● SOURCE DATA
[Start of Attachment]
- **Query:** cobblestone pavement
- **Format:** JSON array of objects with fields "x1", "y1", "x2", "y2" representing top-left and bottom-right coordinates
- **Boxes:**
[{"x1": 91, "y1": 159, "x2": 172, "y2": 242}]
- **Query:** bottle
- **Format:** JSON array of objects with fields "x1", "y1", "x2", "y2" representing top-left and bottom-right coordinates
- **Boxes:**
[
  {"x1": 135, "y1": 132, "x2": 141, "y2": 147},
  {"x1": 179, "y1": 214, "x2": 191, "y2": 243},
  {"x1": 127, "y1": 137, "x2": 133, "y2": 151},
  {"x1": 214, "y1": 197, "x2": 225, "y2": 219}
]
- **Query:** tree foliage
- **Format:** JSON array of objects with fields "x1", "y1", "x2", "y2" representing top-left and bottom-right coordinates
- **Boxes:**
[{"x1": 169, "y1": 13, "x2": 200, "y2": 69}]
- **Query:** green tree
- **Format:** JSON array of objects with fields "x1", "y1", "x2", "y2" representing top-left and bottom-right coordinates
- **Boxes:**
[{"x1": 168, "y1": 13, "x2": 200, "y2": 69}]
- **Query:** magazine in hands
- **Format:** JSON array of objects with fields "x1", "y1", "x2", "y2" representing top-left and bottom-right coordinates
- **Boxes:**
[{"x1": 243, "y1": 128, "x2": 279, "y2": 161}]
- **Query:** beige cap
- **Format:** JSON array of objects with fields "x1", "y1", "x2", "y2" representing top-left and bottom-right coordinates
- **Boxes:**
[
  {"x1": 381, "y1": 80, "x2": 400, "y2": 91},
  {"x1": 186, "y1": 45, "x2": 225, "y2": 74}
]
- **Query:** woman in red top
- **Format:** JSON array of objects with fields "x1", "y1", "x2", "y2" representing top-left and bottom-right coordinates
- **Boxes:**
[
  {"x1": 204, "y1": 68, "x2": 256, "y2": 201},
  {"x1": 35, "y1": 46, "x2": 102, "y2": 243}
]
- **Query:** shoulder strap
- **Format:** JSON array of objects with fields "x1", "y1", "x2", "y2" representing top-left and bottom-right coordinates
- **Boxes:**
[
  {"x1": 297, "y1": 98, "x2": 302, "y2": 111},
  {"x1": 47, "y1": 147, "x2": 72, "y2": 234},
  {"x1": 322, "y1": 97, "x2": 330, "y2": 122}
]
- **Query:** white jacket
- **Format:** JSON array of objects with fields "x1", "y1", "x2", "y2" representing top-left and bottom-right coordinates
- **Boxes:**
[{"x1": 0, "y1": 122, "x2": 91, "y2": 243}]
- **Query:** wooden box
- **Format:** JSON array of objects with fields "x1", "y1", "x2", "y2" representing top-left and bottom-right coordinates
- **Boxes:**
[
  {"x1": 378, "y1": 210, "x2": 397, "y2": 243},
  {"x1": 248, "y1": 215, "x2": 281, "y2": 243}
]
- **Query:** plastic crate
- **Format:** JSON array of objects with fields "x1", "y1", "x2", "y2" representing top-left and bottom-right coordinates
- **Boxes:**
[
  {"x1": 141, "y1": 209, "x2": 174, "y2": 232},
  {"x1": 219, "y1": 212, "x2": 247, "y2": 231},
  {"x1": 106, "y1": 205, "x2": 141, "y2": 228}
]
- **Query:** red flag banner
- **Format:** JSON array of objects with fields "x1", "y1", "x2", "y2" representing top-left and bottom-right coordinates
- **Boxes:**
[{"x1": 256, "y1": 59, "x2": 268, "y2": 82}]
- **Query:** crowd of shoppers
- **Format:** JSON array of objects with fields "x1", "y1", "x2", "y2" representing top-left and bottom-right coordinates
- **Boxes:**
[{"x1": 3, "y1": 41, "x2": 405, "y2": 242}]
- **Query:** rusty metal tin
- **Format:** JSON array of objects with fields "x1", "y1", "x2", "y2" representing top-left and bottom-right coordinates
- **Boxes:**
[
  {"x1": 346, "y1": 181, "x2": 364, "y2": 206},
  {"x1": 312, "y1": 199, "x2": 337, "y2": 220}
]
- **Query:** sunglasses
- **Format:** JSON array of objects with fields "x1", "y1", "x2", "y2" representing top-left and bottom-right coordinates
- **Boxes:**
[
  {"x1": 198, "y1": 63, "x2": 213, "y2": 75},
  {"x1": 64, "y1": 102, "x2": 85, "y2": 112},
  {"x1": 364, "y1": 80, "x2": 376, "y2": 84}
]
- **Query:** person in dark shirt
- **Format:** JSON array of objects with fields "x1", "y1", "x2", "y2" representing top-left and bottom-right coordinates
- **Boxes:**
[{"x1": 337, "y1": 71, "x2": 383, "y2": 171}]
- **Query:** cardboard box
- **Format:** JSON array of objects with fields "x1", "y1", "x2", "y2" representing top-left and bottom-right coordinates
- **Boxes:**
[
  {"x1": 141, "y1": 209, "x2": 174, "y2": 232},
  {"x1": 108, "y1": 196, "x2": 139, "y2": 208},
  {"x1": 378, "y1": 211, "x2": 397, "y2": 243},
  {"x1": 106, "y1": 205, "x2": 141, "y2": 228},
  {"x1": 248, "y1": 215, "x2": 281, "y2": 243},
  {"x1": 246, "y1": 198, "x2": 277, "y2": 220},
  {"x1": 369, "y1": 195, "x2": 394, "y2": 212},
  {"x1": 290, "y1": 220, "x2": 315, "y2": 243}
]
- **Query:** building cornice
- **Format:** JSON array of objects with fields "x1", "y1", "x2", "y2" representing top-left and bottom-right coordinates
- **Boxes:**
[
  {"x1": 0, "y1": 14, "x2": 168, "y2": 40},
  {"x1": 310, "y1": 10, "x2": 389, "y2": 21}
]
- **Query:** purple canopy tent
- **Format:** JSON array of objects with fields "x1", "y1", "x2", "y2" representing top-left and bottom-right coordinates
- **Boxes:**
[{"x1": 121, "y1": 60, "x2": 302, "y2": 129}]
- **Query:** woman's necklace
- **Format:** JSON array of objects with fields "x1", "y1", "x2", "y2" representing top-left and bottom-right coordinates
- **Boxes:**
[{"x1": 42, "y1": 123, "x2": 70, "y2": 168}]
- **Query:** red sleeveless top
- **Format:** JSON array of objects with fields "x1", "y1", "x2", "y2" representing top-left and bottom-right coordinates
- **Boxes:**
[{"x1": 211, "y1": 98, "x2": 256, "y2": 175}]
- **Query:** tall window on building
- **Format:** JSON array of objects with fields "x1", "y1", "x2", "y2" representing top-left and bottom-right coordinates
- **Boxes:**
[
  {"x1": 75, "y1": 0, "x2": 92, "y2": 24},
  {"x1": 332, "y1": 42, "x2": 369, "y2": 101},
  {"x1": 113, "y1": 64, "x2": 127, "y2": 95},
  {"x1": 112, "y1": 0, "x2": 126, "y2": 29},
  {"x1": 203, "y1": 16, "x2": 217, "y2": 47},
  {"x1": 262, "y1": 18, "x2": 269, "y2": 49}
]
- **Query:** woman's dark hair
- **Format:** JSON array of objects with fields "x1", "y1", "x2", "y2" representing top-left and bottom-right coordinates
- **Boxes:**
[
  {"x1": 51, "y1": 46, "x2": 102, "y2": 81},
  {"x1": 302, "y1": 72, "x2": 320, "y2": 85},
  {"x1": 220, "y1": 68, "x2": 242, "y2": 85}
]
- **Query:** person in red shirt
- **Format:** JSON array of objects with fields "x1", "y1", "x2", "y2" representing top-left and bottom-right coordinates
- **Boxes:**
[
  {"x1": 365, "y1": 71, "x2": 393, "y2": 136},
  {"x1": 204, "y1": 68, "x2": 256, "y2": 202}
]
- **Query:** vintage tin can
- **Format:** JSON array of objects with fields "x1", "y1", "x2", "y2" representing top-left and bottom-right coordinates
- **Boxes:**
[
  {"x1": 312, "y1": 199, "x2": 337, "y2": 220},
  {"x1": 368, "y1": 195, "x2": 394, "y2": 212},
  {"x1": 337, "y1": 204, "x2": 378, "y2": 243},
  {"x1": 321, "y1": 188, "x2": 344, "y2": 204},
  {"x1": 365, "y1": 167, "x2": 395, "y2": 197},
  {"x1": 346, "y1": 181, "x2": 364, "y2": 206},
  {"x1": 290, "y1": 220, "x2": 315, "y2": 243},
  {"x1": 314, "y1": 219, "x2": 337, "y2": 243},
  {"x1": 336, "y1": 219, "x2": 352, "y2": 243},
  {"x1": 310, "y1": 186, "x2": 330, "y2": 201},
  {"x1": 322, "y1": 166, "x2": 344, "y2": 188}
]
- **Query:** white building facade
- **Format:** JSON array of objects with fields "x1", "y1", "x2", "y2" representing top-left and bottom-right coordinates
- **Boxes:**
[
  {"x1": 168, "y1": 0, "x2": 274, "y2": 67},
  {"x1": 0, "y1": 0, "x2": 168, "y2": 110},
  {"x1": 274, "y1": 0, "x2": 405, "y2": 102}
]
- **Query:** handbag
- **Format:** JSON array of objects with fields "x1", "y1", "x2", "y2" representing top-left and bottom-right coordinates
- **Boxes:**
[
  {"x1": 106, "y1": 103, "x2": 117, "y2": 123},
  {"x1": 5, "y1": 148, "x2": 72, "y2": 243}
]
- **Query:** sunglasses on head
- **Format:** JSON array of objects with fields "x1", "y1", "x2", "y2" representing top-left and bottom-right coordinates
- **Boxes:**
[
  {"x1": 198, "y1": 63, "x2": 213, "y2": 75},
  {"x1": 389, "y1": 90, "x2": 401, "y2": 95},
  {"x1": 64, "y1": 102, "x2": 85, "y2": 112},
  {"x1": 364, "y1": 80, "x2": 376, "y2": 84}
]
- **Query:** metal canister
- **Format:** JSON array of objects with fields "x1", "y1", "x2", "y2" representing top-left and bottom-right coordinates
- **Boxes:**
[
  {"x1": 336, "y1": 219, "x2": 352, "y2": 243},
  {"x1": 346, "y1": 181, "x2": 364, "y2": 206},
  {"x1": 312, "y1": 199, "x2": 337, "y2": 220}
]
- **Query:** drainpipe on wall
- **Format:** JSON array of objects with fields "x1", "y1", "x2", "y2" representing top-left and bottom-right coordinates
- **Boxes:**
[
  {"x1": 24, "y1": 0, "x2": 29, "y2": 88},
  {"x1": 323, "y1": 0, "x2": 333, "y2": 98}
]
[End of Attachment]
Given the word "building", show every line of the records that contains it.

- **Query:** building cornice
- **Query:** tall window on building
- **Query:** white building facade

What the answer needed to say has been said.